* _ASSIGNMENT_
Below is a block of records; reproduce all of them exactly and leave out any pictures.

* _STORED DATA_

* * * * *

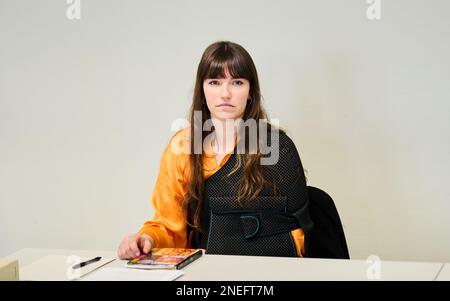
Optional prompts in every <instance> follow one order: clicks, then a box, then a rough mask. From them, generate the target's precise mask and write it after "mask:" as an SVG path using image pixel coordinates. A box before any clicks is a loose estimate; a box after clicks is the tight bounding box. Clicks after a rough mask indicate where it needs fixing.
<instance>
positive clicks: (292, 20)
mask: <svg viewBox="0 0 450 301" xmlns="http://www.w3.org/2000/svg"><path fill="white" fill-rule="evenodd" d="M381 4H382V6H381V19H380V20H378V21H370V20H368V18H367V16H366V10H367V8H368V7H369V4H367V3H366V1H365V0H341V1H336V0H321V1H317V0H305V1H299V0H295V1H294V0H293V1H261V0H252V1H240V0H228V1H206V0H201V1H200V0H197V1H194V0H193V1H185V0H169V1H162V0H160V1H144V0H141V1H138V0H131V1H118V0H89V1H86V0H82V1H81V19H80V20H69V19H67V17H66V9H67V7H68V6H69V5H68V4H67V3H66V1H64V0H60V1H57V0H45V1H43V0H41V1H31V0H28V1H24V0H22V1H14V0H0V256H4V255H7V254H9V253H11V252H14V251H17V250H18V249H21V248H24V247H46V248H72V249H111V250H115V249H116V247H117V245H118V243H119V241H120V240H121V239H122V237H123V236H124V235H126V234H128V233H132V232H135V231H137V230H138V229H139V227H140V226H141V224H142V223H143V222H144V221H145V220H146V219H149V218H151V217H152V215H153V212H152V209H151V206H150V196H151V193H152V191H153V186H154V183H155V180H156V176H157V172H158V168H159V160H160V156H161V153H162V151H163V148H164V147H165V145H166V143H167V142H168V140H169V138H170V136H171V135H172V132H171V128H170V125H171V123H172V121H173V120H175V119H177V118H184V117H185V116H186V114H187V111H188V107H189V105H190V100H191V95H192V92H193V86H194V78H195V72H196V67H197V64H198V61H199V59H200V56H201V54H202V52H203V50H204V49H205V48H206V46H208V45H209V44H210V43H212V42H215V41H217V40H222V39H225V40H231V41H235V42H238V43H240V44H242V45H243V46H244V47H245V48H246V49H247V50H248V51H249V52H250V54H251V55H252V56H253V59H254V61H255V63H256V65H257V68H258V71H259V76H260V79H261V85H262V92H263V95H264V98H265V105H266V108H267V110H268V112H269V114H270V117H272V118H277V119H279V120H280V123H281V125H282V126H283V127H285V128H287V129H288V133H289V134H290V135H291V137H293V139H294V141H295V143H296V145H297V147H298V149H299V152H300V155H301V158H302V161H303V164H304V166H305V168H307V169H308V179H309V184H311V185H316V186H319V187H322V188H323V189H325V190H326V191H328V192H329V193H330V194H331V195H332V196H333V198H334V200H335V202H336V205H337V207H338V209H339V212H340V215H341V218H342V220H343V223H344V226H345V231H346V235H347V240H348V244H349V247H350V252H351V255H352V257H354V258H361V259H365V258H367V256H369V255H371V254H376V255H378V256H379V257H380V258H382V259H390V260H419V261H422V260H423V261H450V235H449V233H450V221H449V219H448V215H449V212H450V203H449V195H450V185H448V182H449V179H450V160H449V154H450V141H449V138H448V137H449V136H450V122H449V117H450V116H449V115H450V114H449V113H450V88H449V87H450V58H449V53H450V18H449V15H450V2H449V1H447V0H433V1H425V0H421V1H419V0H395V1H392V0H390V1H386V0H382V1H381Z"/></svg>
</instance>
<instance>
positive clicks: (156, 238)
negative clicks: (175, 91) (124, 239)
mask: <svg viewBox="0 0 450 301" xmlns="http://www.w3.org/2000/svg"><path fill="white" fill-rule="evenodd" d="M181 131H182V130H180V131H179V132H177V133H176V134H175V135H174V136H173V137H172V139H171V141H170V143H169V145H168V146H167V147H166V149H165V151H164V153H163V155H162V158H161V162H160V169H159V174H158V178H157V180H156V184H155V188H154V191H153V194H152V199H151V203H152V206H153V209H154V212H155V213H154V217H153V220H151V221H146V222H145V223H144V225H143V226H142V228H141V229H140V230H139V233H140V234H148V235H150V236H151V237H152V238H153V240H154V247H157V248H158V247H172V248H185V247H186V246H187V237H186V216H185V214H184V212H183V200H184V198H185V196H186V192H187V181H186V167H187V164H188V163H189V155H187V154H183V153H182V152H181V151H180V149H178V150H177V151H174V147H176V146H178V147H182V144H183V143H182V139H179V138H180V137H181V138H182V133H181Z"/></svg>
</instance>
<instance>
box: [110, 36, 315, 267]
mask: <svg viewBox="0 0 450 301" xmlns="http://www.w3.org/2000/svg"><path fill="white" fill-rule="evenodd" d="M266 119H267V118H266V114H265V112H264V110H263V107H262V104H261V93H260V88H259V81H258V76H257V71H256V68H255V65H254V63H253V60H252V58H251V57H250V55H249V54H248V52H247V51H246V50H245V49H244V48H243V47H242V46H240V45H238V44H235V43H232V42H217V43H214V44H212V45H210V46H209V47H208V48H207V49H206V50H205V52H204V53H203V56H202V58H201V60H200V63H199V66H198V70H197V79H196V84H195V90H194V95H193V102H192V107H191V112H190V125H191V126H190V127H187V128H185V129H182V130H180V131H178V132H177V133H176V134H175V135H174V136H173V137H172V139H171V141H170V143H169V145H168V146H167V148H166V149H165V151H164V154H163V156H162V159H161V164H160V171H159V176H158V179H157V182H156V186H155V190H154V192H153V195H152V205H153V207H154V210H155V215H154V218H153V220H152V221H147V222H146V223H145V224H144V225H143V227H142V228H141V229H140V230H139V232H138V233H137V234H134V235H130V236H128V237H126V238H125V239H124V240H123V241H122V242H121V244H120V246H119V249H118V256H119V258H121V259H129V258H133V257H136V256H139V255H140V254H141V253H148V252H149V251H150V250H151V249H152V248H154V247H178V248H186V247H188V248H204V249H206V252H207V253H214V254H236V255H265V256H304V255H305V254H306V252H307V250H306V247H307V244H308V235H309V233H310V229H311V227H312V222H311V221H310V218H309V211H308V197H307V191H306V182H305V176H304V173H303V167H302V164H301V161H300V158H299V155H298V153H297V150H296V148H295V145H294V143H293V142H292V140H291V139H289V137H287V136H286V134H285V133H284V132H282V131H281V130H279V129H277V128H275V127H274V126H273V125H271V124H269V123H268V122H267V121H266ZM203 121H205V122H206V123H205V124H203ZM268 141H270V142H271V143H270V144H267V142H268Z"/></svg>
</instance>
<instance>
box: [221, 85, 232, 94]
mask: <svg viewBox="0 0 450 301" xmlns="http://www.w3.org/2000/svg"><path fill="white" fill-rule="evenodd" d="M222 97H231V87H230V86H229V85H228V84H225V85H223V88H222Z"/></svg>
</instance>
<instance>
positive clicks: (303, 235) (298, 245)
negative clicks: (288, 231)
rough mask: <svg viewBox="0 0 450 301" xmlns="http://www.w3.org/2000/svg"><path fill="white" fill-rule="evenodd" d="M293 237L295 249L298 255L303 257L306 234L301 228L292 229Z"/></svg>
mask: <svg viewBox="0 0 450 301" xmlns="http://www.w3.org/2000/svg"><path fill="white" fill-rule="evenodd" d="M291 235H292V238H294V244H295V249H296V250H297V255H298V257H303V254H304V251H305V234H304V233H303V230H302V229H301V228H298V229H295V230H292V231H291Z"/></svg>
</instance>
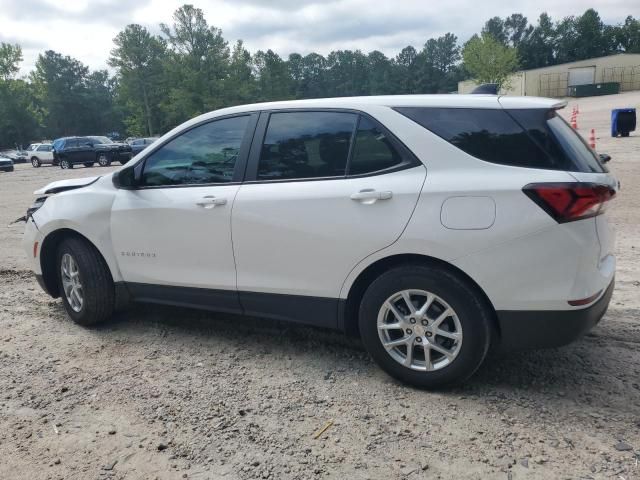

* * * * *

* _ANSWER AREA_
Optional prompts in every <instance> follow one order: clicks, then a box, then a rough mask. From them, generate the target's precise mask and write it after "mask:" as an SVG path using image pixel coordinates. A box before any clicks is a loose estimate; a box after clicks is the tight bounding box. Clicks after a rough mask indicate where it needs fixing.
<instance>
positive clicks: (292, 20)
mask: <svg viewBox="0 0 450 301" xmlns="http://www.w3.org/2000/svg"><path fill="white" fill-rule="evenodd" d="M381 4H382V6H381V19H380V20H378V21H370V20H368V18H367V16H366V10H367V8H368V7H369V4H367V3H366V1H365V0H341V1H336V0H321V1H317V0H305V1H299V0H295V1H294V0H293V1H261V0H252V1H240V0H228V1H206V0H201V1H200V0H197V1H194V0H193V1H185V0H169V1H162V0H160V1H144V0H141V1H138V0H131V1H118V0H89V1H86V0H82V1H81V19H80V20H69V19H67V17H66V9H67V7H68V6H69V5H68V4H67V3H66V1H64V0H60V1H57V0H45V1H43V0H41V1H31V0H28V1H24V0H22V1H14V0H0V256H4V255H7V254H9V253H11V252H14V251H17V250H18V249H21V248H24V247H46V248H72V249H111V250H115V249H116V247H117V245H118V243H119V241H120V240H121V239H122V237H123V236H124V235H126V234H128V233H132V232H135V231H137V230H138V229H139V227H140V226H141V224H142V223H143V222H144V221H145V220H146V219H149V218H151V217H152V215H153V212H152V209H151V206H150V196H151V193H152V191H153V186H154V183H155V180H156V176H157V172H158V168H159V160H160V156H161V153H162V151H163V148H164V147H165V145H166V143H167V142H168V140H169V138H170V136H171V135H172V132H171V128H170V125H171V123H172V121H173V120H175V119H177V118H184V117H185V116H186V114H187V111H188V107H189V105H190V100H191V95H192V92H193V86H194V78H195V72H196V67H197V64H198V61H199V59H200V56H201V54H202V52H203V50H204V49H205V48H206V46H208V45H209V44H210V43H212V42H215V41H217V40H222V39H225V40H231V41H235V42H238V43H240V44H242V45H243V46H244V47H245V48H246V49H247V50H248V51H249V52H250V54H251V55H252V56H253V59H254V61H255V63H256V65H257V68H258V71H259V76H260V79H261V85H262V92H263V95H264V98H265V105H266V108H267V110H268V112H269V114H270V117H272V118H277V119H279V120H280V123H281V125H282V126H283V127H285V128H287V129H288V133H289V134H290V135H291V137H293V139H294V141H295V143H296V145H297V147H298V149H299V152H300V155H301V158H302V161H303V164H304V166H305V168H307V169H308V179H309V184H311V185H316V186H319V187H322V188H323V189H325V190H326V191H328V192H329V193H330V194H331V195H332V196H333V198H334V200H335V202H336V205H337V207H338V209H339V212H340V215H341V218H342V220H343V223H344V226H345V231H346V235H347V240H348V244H349V247H350V252H351V255H352V257H354V258H361V259H365V258H367V256H369V255H371V254H376V255H378V256H379V257H380V258H382V259H390V260H419V261H422V260H423V261H450V235H449V233H450V221H449V219H448V215H449V212H450V203H449V195H450V185H448V182H449V179H450V160H449V154H450V141H449V138H448V137H449V136H450V122H449V117H450V116H449V115H450V114H449V113H450V88H449V87H450V58H449V53H450V18H449V15H450V2H449V1H447V0H433V1H425V0H421V1H419V0H395V1H392V0H390V1H386V0H382V1H381Z"/></svg>
</instance>
<instance>
positive clicks: (156, 238)
negative clicks: (175, 91) (124, 239)
mask: <svg viewBox="0 0 450 301" xmlns="http://www.w3.org/2000/svg"><path fill="white" fill-rule="evenodd" d="M181 131H182V130H180V131H179V132H177V133H176V134H175V135H174V136H173V137H172V139H171V141H170V143H169V145H168V146H167V147H166V149H165V151H164V153H163V155H162V158H161V162H160V169H159V174H158V178H157V180H156V184H155V188H154V191H153V194H152V199H151V203H152V206H153V209H154V212H155V213H154V217H153V220H151V221H146V222H145V223H144V225H143V226H142V228H141V229H140V230H139V233H140V234H148V235H150V236H151V237H152V238H153V240H154V247H157V248H158V247H172V248H185V247H186V246H187V237H186V216H185V214H184V212H183V200H184V198H185V196H186V192H187V181H186V167H187V164H188V163H189V155H187V154H183V153H182V152H181V151H180V149H178V150H177V151H174V147H176V146H178V147H182V144H183V143H182V139H179V138H180V137H181V138H182V133H181Z"/></svg>
</instance>
<instance>
box: [110, 36, 315, 267]
mask: <svg viewBox="0 0 450 301" xmlns="http://www.w3.org/2000/svg"><path fill="white" fill-rule="evenodd" d="M266 119H267V118H266V114H265V112H264V110H263V107H262V104H261V93H260V88H259V81H258V76H257V71H256V68H255V65H254V63H253V60H252V58H251V57H250V55H249V54H248V52H247V51H246V50H245V49H244V48H243V47H242V46H240V45H238V44H235V43H232V42H217V43H214V44H212V45H210V46H209V47H208V48H207V49H206V50H205V52H204V53H203V56H202V58H201V60H200V63H199V66H198V70H197V79H196V84H195V90H194V95H193V102H192V107H191V112H190V125H191V126H190V127H187V128H185V129H182V130H180V131H178V132H177V133H176V134H175V135H174V136H173V137H172V139H171V141H170V143H169V145H168V146H167V148H166V149H165V151H164V154H163V156H162V159H161V164H160V171H159V176H158V179H157V182H156V186H155V190H154V192H153V195H152V205H153V207H154V210H155V215H154V218H153V220H152V221H147V222H146V223H145V224H144V225H143V227H142V228H141V229H140V230H139V232H138V233H137V234H134V235H130V236H128V237H126V238H125V239H124V240H123V241H122V242H121V244H120V246H119V249H118V256H119V258H121V259H129V258H133V257H136V256H139V255H140V254H141V253H148V252H149V251H150V250H151V249H152V248H154V247H178V248H186V247H188V248H204V249H206V252H207V253H214V254H236V255H265V256H304V255H305V254H306V252H307V250H306V247H307V244H308V235H309V233H310V229H311V227H312V222H311V221H310V218H309V211H308V197H307V191H306V182H305V176H304V173H303V167H302V164H301V161H300V158H299V155H298V153H297V150H296V148H295V145H294V143H293V142H292V140H291V139H289V137H287V136H286V134H285V133H284V132H282V131H281V130H279V129H277V128H275V127H274V126H273V125H271V124H269V123H268V122H267V121H266ZM203 121H205V122H206V123H205V124H203ZM268 141H270V142H271V143H270V144H267V142H268Z"/></svg>
</instance>
<instance>
box: [221, 85, 232, 94]
mask: <svg viewBox="0 0 450 301" xmlns="http://www.w3.org/2000/svg"><path fill="white" fill-rule="evenodd" d="M222 97H231V87H230V86H229V85H228V84H225V85H223V88H222Z"/></svg>
</instance>
<instance>
positive clicks: (303, 235) (298, 245)
negative clicks: (288, 231)
rough mask: <svg viewBox="0 0 450 301" xmlns="http://www.w3.org/2000/svg"><path fill="white" fill-rule="evenodd" d="M293 237L295 249L298 255L303 257L306 234L301 228L292 229Z"/></svg>
mask: <svg viewBox="0 0 450 301" xmlns="http://www.w3.org/2000/svg"><path fill="white" fill-rule="evenodd" d="M291 235H292V238H294V244H295V249H296V250H297V255H298V257H303V254H304V251H305V234H304V233H303V230H302V229H301V228H298V229H295V230H292V231H291Z"/></svg>
</instance>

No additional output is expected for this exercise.